» **SUPPLIED TEXT**

>>>>>

Question

Using elementary row transformation , find the inverse of the matrix given below ,
\left( {\begin{array}{*{20}{c}} 1&3&{ - 2} \\\ { - 3}&0&{ - 1} \\\ 2&1&0 \end{array}} \right)

Answer 1

In the given question, we have been asked to find the inverse of the given matrix and we have to find it by using elementary row transformation. To solve this question, we need to take an identity matrix on one side of the “equals” sign , and the given matrix on the other side. We have to transform the given matrix as an identity matrix by doing manipulation in the row only. we have to undo the matrix operations such as addition and subtraction , that has been done to the variables.

<<<<<

» **EXTRACTED MATERIAL**
>>>>>

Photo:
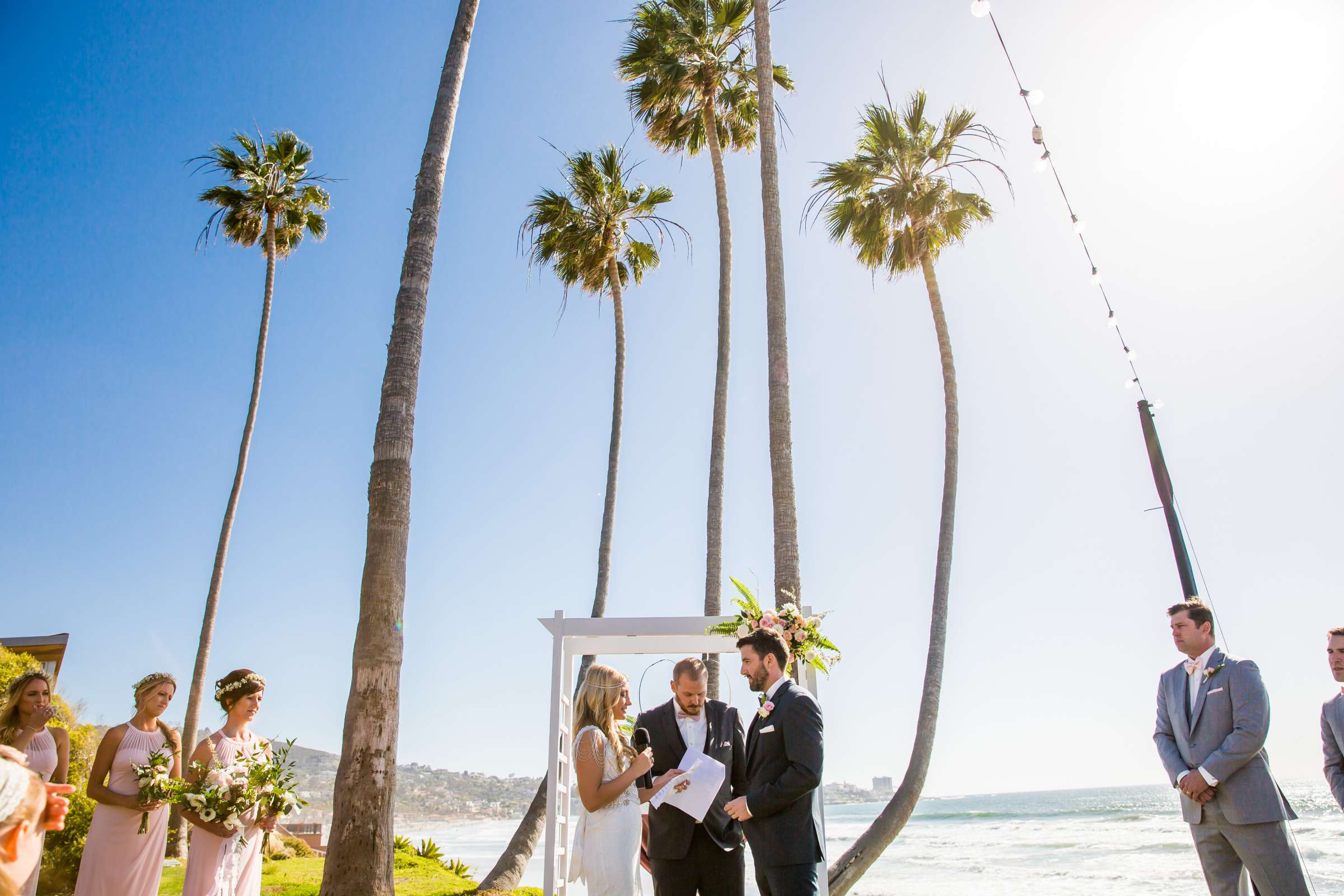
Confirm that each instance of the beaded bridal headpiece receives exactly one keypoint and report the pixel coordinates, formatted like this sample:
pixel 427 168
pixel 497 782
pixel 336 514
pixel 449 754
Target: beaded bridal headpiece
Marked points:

<<<<<

» **DIRECTION**
Repeat the text on the matrix inverse, starting with "In the given" and going on through "to the variables.", and switch each "identity matrix" to "unit matrix".

» **THE OUTPUT**
In the given question, we have been asked to find the inverse of the given matrix and we have to find it by using elementary row transformation. To solve this question, we need to take an unit matrix on one side of the “equals” sign , and the given matrix on the other side. We have to transform the given matrix as an unit matrix by doing manipulation in the row only. we have to undo the matrix operations such as addition and subtraction , that has been done to the variables.